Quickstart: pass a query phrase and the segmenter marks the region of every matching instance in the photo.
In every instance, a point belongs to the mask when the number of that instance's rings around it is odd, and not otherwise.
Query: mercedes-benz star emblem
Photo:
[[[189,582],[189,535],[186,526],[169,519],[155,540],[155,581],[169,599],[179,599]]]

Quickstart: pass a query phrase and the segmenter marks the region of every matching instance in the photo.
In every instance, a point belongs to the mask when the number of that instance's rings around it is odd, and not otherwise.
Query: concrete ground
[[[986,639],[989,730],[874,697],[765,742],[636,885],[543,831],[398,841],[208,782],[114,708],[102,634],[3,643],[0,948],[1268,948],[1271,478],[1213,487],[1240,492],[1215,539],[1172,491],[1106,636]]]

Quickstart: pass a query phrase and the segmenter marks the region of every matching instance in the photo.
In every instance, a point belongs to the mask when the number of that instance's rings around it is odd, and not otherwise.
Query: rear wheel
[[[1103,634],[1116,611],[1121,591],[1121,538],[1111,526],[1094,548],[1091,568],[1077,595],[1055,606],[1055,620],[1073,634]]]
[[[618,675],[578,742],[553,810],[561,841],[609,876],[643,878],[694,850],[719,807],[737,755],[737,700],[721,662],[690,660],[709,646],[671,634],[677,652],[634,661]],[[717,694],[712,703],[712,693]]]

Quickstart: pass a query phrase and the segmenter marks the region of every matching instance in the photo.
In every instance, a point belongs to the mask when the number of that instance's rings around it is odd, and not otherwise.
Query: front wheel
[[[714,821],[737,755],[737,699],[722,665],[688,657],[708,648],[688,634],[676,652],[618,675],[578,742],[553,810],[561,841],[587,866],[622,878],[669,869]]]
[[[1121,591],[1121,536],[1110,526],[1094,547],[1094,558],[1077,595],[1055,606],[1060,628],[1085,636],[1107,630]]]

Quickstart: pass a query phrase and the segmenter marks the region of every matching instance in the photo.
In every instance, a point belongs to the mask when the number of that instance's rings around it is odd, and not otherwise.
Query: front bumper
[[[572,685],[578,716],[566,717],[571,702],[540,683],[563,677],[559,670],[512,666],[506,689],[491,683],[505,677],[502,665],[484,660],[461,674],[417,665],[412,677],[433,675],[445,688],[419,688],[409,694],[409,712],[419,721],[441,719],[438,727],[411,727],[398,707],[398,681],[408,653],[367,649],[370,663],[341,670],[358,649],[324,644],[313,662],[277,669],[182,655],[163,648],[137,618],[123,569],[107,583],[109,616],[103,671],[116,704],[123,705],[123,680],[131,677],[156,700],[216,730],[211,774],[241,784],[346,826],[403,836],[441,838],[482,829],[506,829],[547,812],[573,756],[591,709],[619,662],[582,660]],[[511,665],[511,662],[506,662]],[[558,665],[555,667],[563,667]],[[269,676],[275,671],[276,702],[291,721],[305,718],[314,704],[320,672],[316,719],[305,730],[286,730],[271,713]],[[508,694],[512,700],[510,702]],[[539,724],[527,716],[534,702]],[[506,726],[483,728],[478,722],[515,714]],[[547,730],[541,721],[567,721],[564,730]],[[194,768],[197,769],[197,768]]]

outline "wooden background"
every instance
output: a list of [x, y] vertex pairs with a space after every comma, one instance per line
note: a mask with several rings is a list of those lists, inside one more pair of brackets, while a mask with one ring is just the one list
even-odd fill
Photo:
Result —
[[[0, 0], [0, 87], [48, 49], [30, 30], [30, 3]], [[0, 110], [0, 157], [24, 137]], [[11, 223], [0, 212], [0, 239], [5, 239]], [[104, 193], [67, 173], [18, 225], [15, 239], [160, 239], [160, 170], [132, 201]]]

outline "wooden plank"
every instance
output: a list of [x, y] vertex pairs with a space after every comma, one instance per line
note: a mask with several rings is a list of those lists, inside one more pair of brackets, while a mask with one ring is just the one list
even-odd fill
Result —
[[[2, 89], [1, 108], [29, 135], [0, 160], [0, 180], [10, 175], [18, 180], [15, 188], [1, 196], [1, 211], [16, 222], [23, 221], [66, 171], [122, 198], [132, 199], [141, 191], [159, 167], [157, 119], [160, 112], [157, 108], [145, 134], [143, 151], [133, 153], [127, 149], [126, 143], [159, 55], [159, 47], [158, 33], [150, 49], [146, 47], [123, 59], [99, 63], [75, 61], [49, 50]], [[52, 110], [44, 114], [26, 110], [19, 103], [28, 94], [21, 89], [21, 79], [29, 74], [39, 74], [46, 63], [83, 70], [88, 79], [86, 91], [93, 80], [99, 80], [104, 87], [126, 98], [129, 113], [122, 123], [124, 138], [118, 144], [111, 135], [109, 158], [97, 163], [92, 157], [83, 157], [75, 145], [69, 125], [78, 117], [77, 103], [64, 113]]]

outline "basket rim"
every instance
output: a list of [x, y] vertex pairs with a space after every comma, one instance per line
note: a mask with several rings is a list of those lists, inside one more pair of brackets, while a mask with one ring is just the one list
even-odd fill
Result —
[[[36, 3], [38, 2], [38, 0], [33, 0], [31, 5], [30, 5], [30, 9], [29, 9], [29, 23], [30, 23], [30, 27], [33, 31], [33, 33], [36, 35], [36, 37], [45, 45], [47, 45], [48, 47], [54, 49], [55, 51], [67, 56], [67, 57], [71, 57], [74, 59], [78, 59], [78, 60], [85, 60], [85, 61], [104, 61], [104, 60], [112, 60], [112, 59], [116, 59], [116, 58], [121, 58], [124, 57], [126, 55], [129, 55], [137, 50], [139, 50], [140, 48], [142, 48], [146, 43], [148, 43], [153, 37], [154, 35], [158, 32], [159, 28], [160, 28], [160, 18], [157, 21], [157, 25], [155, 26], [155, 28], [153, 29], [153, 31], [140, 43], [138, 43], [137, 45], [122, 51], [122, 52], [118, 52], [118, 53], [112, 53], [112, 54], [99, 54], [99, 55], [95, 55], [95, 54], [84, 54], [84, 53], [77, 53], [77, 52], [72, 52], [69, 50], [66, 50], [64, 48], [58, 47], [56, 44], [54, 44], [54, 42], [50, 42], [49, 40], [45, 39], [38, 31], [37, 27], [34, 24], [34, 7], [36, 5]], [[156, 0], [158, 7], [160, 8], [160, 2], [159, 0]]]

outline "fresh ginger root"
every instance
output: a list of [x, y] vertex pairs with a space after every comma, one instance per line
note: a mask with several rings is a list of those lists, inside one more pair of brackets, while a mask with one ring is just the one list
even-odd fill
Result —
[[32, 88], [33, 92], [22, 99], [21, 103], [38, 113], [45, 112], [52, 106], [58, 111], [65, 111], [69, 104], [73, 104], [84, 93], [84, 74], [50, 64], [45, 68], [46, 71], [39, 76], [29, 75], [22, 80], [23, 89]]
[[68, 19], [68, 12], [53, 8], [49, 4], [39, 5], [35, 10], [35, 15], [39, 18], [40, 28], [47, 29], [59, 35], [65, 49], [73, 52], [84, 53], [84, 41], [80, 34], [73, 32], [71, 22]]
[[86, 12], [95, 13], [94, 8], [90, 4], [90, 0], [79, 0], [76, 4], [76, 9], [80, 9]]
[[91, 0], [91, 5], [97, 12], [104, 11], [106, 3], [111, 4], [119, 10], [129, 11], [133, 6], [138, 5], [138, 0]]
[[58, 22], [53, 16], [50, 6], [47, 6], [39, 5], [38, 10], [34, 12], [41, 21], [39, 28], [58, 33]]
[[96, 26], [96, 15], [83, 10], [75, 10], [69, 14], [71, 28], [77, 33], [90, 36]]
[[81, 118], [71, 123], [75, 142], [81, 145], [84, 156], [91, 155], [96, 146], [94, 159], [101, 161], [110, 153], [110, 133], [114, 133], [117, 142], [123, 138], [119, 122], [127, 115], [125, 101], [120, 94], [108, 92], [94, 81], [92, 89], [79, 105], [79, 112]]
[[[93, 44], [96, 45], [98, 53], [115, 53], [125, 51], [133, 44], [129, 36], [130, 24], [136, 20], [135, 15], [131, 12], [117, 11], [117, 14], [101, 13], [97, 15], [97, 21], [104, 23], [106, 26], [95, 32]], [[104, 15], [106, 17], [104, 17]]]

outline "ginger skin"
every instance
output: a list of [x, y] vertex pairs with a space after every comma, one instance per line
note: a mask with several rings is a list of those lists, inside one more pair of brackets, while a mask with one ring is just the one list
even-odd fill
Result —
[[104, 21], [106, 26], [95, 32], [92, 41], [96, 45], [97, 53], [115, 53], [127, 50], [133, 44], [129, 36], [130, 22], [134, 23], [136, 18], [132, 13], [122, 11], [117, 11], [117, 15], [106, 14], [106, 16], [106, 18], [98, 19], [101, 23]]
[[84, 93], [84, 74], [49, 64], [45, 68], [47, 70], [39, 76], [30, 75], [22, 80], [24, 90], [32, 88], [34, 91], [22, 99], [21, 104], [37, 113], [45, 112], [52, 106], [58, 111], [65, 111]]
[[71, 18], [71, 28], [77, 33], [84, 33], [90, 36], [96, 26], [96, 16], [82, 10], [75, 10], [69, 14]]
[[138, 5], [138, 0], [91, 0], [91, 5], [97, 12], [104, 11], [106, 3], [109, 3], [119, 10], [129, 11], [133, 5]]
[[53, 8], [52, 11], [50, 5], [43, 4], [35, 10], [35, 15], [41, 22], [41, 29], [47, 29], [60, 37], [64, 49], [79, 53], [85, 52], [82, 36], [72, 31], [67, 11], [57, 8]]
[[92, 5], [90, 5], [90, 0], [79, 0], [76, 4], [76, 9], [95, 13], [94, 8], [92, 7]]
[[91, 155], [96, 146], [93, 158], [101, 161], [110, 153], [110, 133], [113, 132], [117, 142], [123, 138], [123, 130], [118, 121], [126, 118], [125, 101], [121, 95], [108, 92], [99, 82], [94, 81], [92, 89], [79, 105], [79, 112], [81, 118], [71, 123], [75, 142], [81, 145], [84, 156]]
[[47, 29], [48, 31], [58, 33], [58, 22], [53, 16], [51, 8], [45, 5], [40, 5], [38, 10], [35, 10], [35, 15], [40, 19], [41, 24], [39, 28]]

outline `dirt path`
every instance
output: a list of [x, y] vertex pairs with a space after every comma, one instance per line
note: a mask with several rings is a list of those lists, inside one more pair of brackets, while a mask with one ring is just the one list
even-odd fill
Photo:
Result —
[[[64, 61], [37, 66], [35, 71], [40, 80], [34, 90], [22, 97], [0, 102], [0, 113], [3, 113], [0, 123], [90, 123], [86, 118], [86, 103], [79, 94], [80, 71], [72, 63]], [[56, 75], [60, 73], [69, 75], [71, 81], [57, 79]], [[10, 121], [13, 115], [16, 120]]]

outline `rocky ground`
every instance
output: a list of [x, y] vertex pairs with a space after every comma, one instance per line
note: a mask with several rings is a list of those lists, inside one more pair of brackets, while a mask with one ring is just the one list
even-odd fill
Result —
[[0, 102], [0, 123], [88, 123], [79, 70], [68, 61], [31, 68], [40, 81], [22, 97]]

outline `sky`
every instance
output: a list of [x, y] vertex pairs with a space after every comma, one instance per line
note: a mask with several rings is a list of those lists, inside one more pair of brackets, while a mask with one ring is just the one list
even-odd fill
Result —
* * * *
What to produce: Return each line of the rows above that contains the word "wooden". Case counts.

Reply to the task:
outline "wooden background"
outline "wooden plank"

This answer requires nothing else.